What to work on - Please reproduce each of the entries below exactly as they appear.

Entries shown -
-- -- --

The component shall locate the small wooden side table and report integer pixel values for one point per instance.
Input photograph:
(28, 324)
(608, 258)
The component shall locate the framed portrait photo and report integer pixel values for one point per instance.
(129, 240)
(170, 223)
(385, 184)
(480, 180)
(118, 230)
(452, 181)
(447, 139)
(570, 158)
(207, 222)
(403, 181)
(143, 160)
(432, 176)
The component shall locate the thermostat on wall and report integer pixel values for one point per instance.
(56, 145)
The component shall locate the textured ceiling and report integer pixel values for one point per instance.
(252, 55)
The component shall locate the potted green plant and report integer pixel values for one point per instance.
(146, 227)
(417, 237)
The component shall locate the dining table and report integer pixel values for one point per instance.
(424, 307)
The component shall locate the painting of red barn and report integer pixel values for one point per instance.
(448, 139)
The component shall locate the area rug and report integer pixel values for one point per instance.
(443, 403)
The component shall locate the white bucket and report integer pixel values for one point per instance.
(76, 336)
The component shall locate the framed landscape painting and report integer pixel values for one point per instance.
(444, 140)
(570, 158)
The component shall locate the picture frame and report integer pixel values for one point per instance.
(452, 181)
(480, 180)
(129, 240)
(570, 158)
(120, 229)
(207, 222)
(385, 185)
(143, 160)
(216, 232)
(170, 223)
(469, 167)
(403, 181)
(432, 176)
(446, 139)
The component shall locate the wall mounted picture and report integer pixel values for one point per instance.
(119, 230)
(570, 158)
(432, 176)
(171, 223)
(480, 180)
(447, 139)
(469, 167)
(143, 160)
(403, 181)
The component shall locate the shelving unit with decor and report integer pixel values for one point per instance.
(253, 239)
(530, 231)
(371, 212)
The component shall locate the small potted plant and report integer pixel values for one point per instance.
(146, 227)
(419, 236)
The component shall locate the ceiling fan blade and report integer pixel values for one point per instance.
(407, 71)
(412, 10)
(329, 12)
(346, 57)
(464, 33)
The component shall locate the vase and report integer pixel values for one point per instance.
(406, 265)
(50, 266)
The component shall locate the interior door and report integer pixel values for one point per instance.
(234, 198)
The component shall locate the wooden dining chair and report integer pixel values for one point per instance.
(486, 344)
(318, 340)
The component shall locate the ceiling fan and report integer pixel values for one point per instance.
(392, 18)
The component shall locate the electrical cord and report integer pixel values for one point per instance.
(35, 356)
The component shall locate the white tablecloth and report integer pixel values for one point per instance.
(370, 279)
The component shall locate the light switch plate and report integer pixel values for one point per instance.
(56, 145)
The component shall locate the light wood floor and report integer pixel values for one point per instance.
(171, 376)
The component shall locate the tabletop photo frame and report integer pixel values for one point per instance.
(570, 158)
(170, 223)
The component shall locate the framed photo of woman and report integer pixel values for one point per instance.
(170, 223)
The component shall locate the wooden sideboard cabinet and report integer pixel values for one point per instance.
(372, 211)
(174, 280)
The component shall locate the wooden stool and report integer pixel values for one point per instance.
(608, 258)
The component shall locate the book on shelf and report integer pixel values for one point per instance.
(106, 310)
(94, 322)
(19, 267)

-- -- --

Task response -
The component shall locate the small wooden side table and report integer pixel values for one point per instance.
Input photograph:
(28, 324)
(608, 258)
The component shall locate the framed portrait photo and report integer pixel values for one point per instance.
(129, 240)
(170, 223)
(385, 184)
(480, 180)
(118, 230)
(452, 181)
(447, 139)
(570, 158)
(207, 222)
(403, 181)
(143, 160)
(432, 176)
The component shall locate the thermostat on wall and report integer pixel values for one point per instance.
(56, 145)
The component shall locate the textured ceiling and report integer pixel values for one point per instance.
(252, 55)
The component shall locate the potted green plant and report integer pixel values for one point per instance.
(146, 227)
(417, 237)
The component shall locate the dining table and report integer pixel values for one point per instance.
(424, 307)
The component shall locate the painting of red barn and report integer pixel values for one point per instance.
(448, 139)
The component shall locate the area rug and report integer pixel values for one point per instance.
(443, 403)
The component shall locate the white bucket and report integer pixel values for one point per instance.
(76, 336)
The component shall locate the framed landscape painting and report integer pixel values for one point per instance.
(444, 140)
(570, 158)
The component shall locate the picture frame and report integer pixel values for one point per instance.
(452, 181)
(480, 180)
(129, 240)
(570, 158)
(120, 229)
(207, 222)
(385, 185)
(143, 160)
(216, 232)
(170, 223)
(469, 167)
(403, 181)
(432, 176)
(446, 139)
The component shall locate the wall mounted picture and report integer pixel values for one point per instance.
(119, 230)
(570, 158)
(432, 176)
(171, 223)
(480, 180)
(447, 139)
(469, 167)
(143, 160)
(403, 181)
The component shall locate the shelving unit with decor and report integer pixel values for one point per instance.
(253, 239)
(530, 231)
(371, 212)
The component shall locate the small potted plant and report integer pixel values for one point per instance.
(146, 227)
(419, 236)
The component shall locate the ceiling fan blade and report integer pixel values for one point per instance.
(407, 71)
(412, 10)
(329, 12)
(346, 57)
(464, 33)
The component shall locate the vase and report integer pixel values for one point per instance.
(406, 265)
(50, 266)
The component shall locate the interior door and report integer pixel values for one point per instance.
(234, 198)
The component shall locate the wooden dining chair and report integer pixel values for one point per instance.
(486, 344)
(318, 340)
The component shall locate the ceiling fan and report integer pixel values for one point per instance.
(392, 18)
The component shall locate the electrical cord and report integer pixel values for one point per instance.
(35, 356)
The component shall locate the white tablecloth and report integer pixel values for one point per instance.
(370, 279)
The component shall locate the light switch plate and report integer pixel values for one point per instance.
(56, 145)
The component shall locate the light wood floor and report integer pixel values for one point per instance.
(171, 376)
The component shall locate the tabletop photo frame and report integer pixel values for one point per instance.
(570, 158)
(170, 223)
The component shall locate the framed photo of woman and report integer pixel values for one point per instance.
(170, 223)
The component shall locate the wooden sideboard cabinet and report integer pixel values for one point per instance.
(372, 211)
(174, 280)
The component shall locate the wooden stool and report integer pixel values for one point per instance.
(608, 258)
The component shall locate the book on shelf and report integer pixel values for one point per instance.
(106, 310)
(94, 322)
(19, 267)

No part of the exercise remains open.